Coordinate annotation data:

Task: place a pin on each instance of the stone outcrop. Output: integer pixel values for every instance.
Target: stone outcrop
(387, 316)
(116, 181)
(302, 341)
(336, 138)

→ **YOUR TASK**:
Copy the data above line for line, with no changes.

→ **RESULT OF THIS TASK**:
Task: place a pin on each instance of the stone outcrop. Output: integer pixel values for every instance.
Target: stone outcrop
(387, 316)
(116, 181)
(302, 341)
(336, 138)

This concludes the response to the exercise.